***** ARTICLE
# How to disable airplane mode *button* in Windows 8?



## MarineBand1896 (May 13, 2013)

I am using an HP laptop with Windows 8.

My problem: I am looking for a way to disable the wifi (airplane mode) button. I am NOT looking for a way to disable wifi or airplane mode, but the actual button that controls airplane mode.

Why?: I never use the airplane mode button (because it is useless), and because Windows thinks its funny to make me go to Charms/Settings/Change PC Settings in order to simply re-enable my wifi after accidentally hitting the airplane mode button (why do they? Who knows.). The reason I keep accidentally hitting the airplane mode button is because I use a mousepad on top of my keyboard while playing games (which frequently hits the airplane mode button). If I cannot find out how to disable the button, then I will simply rip the physical key out of my keyboard (since Windows can't find a better way to solve MINOR issues like these) as a means to stop accidentally hitting the key.
**********
***** DATA SHOWN
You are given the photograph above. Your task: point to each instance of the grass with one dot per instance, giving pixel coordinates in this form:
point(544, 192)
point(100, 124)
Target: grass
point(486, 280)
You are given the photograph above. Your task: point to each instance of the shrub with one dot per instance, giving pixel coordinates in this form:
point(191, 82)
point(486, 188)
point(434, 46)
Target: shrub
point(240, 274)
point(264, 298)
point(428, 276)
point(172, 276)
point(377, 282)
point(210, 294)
**********
***** DATA SHOWN
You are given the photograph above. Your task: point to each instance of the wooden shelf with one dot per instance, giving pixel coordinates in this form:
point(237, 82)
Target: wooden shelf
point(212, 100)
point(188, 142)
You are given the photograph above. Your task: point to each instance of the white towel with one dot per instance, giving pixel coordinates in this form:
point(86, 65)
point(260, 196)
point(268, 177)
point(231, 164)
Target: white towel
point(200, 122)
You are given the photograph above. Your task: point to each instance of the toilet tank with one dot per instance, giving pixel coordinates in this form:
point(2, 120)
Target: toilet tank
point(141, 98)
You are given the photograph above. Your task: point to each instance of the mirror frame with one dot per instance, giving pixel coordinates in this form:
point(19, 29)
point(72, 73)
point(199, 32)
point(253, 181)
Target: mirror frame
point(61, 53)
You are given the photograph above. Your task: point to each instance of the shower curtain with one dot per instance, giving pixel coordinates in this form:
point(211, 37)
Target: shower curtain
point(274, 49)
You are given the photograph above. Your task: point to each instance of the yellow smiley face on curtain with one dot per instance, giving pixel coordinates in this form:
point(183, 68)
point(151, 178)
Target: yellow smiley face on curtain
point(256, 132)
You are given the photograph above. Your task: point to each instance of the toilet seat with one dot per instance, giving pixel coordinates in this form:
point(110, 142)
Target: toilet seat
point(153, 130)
**********
***** DATA SHOWN
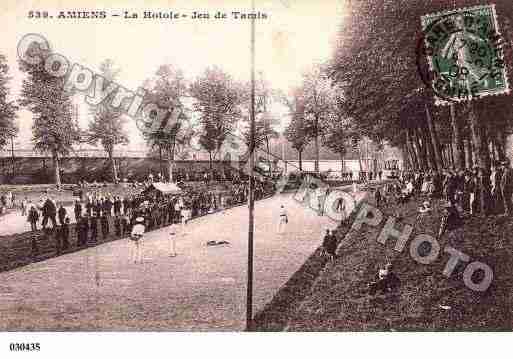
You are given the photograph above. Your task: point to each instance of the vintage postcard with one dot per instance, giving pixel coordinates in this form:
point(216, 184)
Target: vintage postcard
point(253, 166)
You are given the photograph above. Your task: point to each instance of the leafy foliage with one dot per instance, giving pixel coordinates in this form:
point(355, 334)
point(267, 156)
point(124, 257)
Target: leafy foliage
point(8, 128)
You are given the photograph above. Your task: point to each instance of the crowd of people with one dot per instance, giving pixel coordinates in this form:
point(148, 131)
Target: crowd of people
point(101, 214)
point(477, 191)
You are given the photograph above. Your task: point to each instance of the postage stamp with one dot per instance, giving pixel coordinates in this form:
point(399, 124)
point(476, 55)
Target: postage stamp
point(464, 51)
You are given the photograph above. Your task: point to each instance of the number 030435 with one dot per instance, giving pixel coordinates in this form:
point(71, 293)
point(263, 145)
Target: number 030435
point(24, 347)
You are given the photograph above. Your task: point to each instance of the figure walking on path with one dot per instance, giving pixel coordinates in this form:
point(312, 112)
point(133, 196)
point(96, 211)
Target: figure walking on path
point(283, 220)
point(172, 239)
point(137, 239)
**********
▶ **JOB 1**
Retype the airplane mode post word for word, between "My problem: I" and "controls airplane mode.", inclusive.
▶ **JOB 2**
Continue the forum post about disabling the airplane mode button, picking up after its last sentence.
The material comes from a different source than the forum post about the airplane mode button.

▶ **TASK RESULT 1**
My problem: I am looking for a way to disable the wifi (airplane mode) button. I am NOT looking for a way to disable wifi or airplane mode, but the actual button that controls airplane mode.

▶ **TASK RESULT 2**
How can I simply disable the button's use?

Thank you,

-Miles


----------



## TerryNet (Mar 23, 2005)

The only Airplane buttons in Windows 8 that I have found are the one in Settings and the one you get to via the Network icon in the Notification Area. Are you talking about the latter one? Theoretically that is a toggle that will then turn Airplane Mode back off (i.e., turn the Wi-Fi back on).

On my Lenovo I can also toggle it via the Fn + F5 key combination, but of course that is not part of Windows.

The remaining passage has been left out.